Written instruction A | Translate into French this sentence from the election passage: "Planning proceeded accordingly until the end of February."

Provided passage |
47. At the London Peace Implementation Conference in December 1996 it was agreed that the elections would be held by the summer of 1997. In its 21 January "Election Plan for Municipal Elections", the OSCE Mission in Bosnia and Herzegovina announced a target date of 12/13 July, which proved to be untenable. Planning proceeded accordingly until the end of February. On 6 March the OSCE Chairman-in-Office announced that, given the need for high quality elections and firmness after these elections, he had decided that the elections should take place on 13/14 September. The decision to defer the municipal elections has provided a realistic time-frame in which the elections can be thoroughly prepared.

48. The Provisional Election Commission (PEC) began its regulatory work in mid-January, somewhat later than had been anticipated. It has adopted a number of significant Rules, particularly those which were necessary to accommodate the November 1996 Memorandum of Understanding between the OSCE and the Republika Srpska, in which it was agreed that refugees may vote in an intended place of residence. Given the gross manipulation which took place in the registration process for the 1996 General Elections, the PEC adopted specific rules stipulating the requirements should refugees decide to vote in an intended place of residence.

49. A new affirmative voter registration has also been agreed by the PEC. If well prepared and properly executed under close international supervision, this registration should lead to a clearly defined electorate, thus avoiding the confusion and disputes which arose in September, 1996. But the challenges in registering voters remain considerable. For registration to succeed:

  • the Local Election Commissions must be trained and fully functioning well before the beginning of the registration process on 5 May;
  • all those who are eligible to register must be able to do so in conveniently-located registration centres. The PEC's 11 February decision to ensure international supervision of all of these centres is a significant measure by which the potential for fraud can be curtailed;
  • the number and location of the polling stations must be carefully correlated with the specific requirements of each municipality. There should also be confidence that the number of polling stations currently envisaged, 2,300, is sufficient;
  • a massive and effective voter education campaign will be required because an active voter registration process is not part of local political tradition.

50. The PEC has also adopted a number of other Rules, including those which provide for the participation of Political Parties in the work of the Local Election Commissions. It has also strengthened its provisions regarding the media. The PEC should complete its regulatory work soon and try to avoid preparing Rules late in the electoral process, as happened in 1996.

51. The municipal basis for the elections in the Federation needs to be resolved, both with regard to those municipalities which were divided by the Inter-Entity Boundary Line (IEBL), and from the perspective of the calls for the establishment of some new municipalities within the Federation. An Advisory Commission, which worked under the auspices of the Council of Europe, was established by the Federation Forum on 3 February to examine these issues. Its opinion - in the form of a Draft Law - prepared by my Legal Department and experts of the Council of Europe, was communicated to the Federation Government on 3 March. The Federation Ministries of Justice and Urban Planning are currently preparing a final text which will be submitted shortly to the Federation Parliamentary Assembly. An early decision is required to enable the OSCE to proceed in its planning with a clear vision of the Federation's municipal structure.

Exercise input |
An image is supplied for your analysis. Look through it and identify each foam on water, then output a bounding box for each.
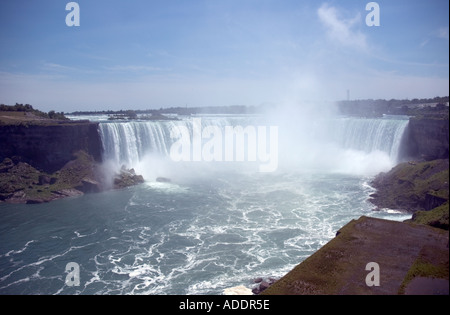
[0,117,410,294]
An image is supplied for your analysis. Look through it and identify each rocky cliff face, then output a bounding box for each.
[0,122,102,173]
[402,117,449,161]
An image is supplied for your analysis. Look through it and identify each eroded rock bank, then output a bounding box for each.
[262,216,449,295]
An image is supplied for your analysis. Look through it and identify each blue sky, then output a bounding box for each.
[0,0,449,112]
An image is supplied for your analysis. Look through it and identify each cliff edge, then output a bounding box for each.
[262,216,449,295]
[0,109,144,204]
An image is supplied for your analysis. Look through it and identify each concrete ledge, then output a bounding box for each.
[263,216,449,295]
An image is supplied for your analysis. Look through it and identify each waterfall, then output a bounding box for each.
[100,116,408,175]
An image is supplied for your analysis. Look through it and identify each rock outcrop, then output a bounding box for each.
[0,151,102,204]
[370,159,449,212]
[402,115,449,161]
[262,216,449,295]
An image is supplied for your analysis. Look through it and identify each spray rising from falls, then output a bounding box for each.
[100,116,408,177]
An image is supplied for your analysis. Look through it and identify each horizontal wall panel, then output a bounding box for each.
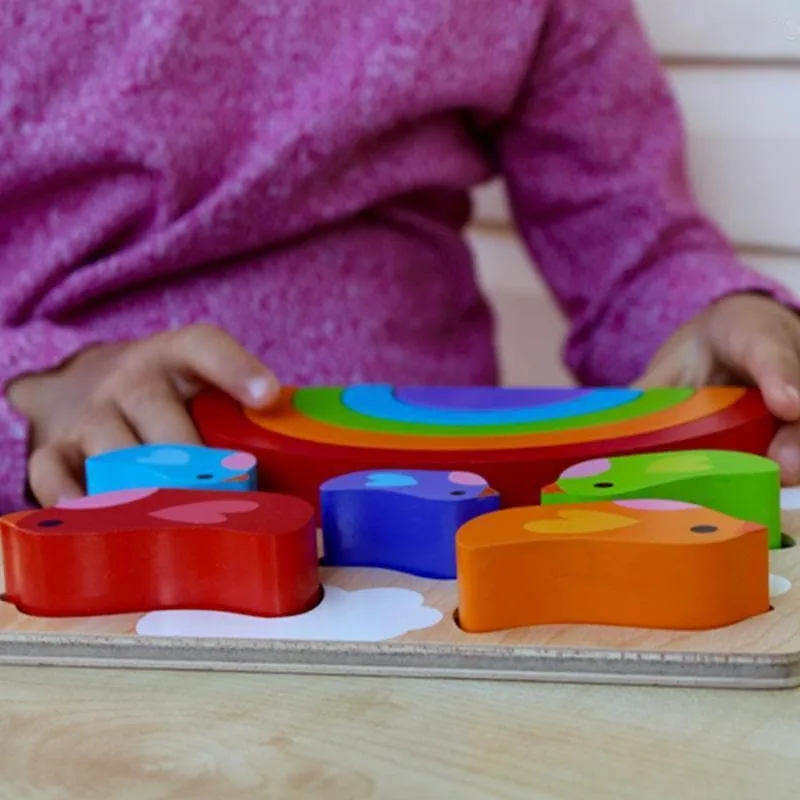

Written instruction B | Transcribe the entries verbatim, starting at the line containing "bank, then output a bounding box for each." and ending at the last line of the entries. Omit the pictures from your answer.

Reply A | La planification s'est poursuivie en conséquence jusqu'à la fin du mois de février.

Reply B |
An image is supplied for your analysis. Look through it and identify each eroded rock bank, then output a bounding box for each.
[262,216,449,295]
An image is supplied for your analysis. Look through it and identify each blue sky, then output a bounding box for each.
[0,0,449,112]
An image is supplied for your analysis. Look through it and identify each cliff edge, then output a bounding box for each.
[262,216,449,295]
[0,109,144,204]
An image is supplied for your analysis. Look through it and identify each concrete ledge, then output a bounding box for each.
[263,216,449,295]
An image is supplied for your analysis. Look through it and identify each waterfall, then output a bounding box for each.
[100,116,408,175]
An image is supplied for your analysis. Look through it and identify each rock outcrop, then output a bounding box for each.
[0,151,102,204]
[370,159,449,212]
[402,115,449,161]
[262,216,449,295]
An image is supplied for your analysis. Look through it and identify each spray rising from falls, then output a bounding box for each.
[100,116,408,177]
An image is supplied for your analysis. Look through it and identify each horizontal wall panel, then output a bounding box for each.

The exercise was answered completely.